═══ Data extract
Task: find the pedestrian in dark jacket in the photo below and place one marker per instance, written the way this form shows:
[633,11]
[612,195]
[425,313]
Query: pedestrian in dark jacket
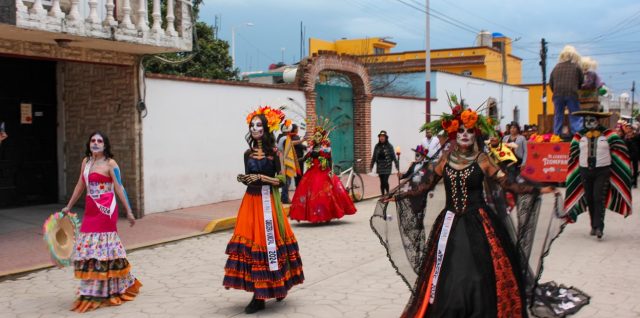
══════
_Problem description_: Recast every line of the material above as a JSON list of strings, one string per line, skipping any blank lines and leaving out the picture.

_Written solution_:
[
  "Task: find the pedestrian in dark jacket in the photo below and place one marker per instance, written the way this form shows:",
  "[633,11]",
  "[612,195]",
  "[425,313]",
  "Query: pedestrian in dark jacket"
]